--- PROBLEM TO SOLVE ---
Give back, unchanged, the line containing "Each instance receives one keypoint. Mark the bird's eye" and every line after it up to the end of the listing.
*** Block opens ***
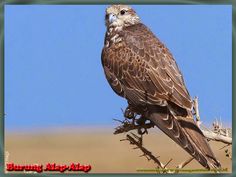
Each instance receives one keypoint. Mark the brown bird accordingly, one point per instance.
(141, 69)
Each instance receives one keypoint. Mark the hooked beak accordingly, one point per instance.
(112, 18)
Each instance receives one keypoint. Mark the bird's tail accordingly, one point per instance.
(186, 133)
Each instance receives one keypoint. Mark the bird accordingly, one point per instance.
(141, 69)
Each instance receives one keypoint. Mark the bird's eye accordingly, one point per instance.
(122, 12)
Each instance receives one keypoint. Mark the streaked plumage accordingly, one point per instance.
(141, 69)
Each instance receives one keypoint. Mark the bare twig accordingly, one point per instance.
(183, 164)
(146, 153)
(218, 134)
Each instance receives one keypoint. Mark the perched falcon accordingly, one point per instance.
*** Block closes ***
--- OUTPUT BELOW ---
Each instance receives one keypoint. Mark the bird's eye accordingly, one point per instance.
(122, 12)
Each instance receives one keypoint. Mark the streaked plumage accordingly, one point per instance.
(141, 69)
Each instance receives one keypoint. Mark the bare twig accordingly, one point per instance.
(183, 164)
(146, 153)
(218, 134)
Each instance receives one keypoint. Mark the perched falcon accordingly, one point per instance.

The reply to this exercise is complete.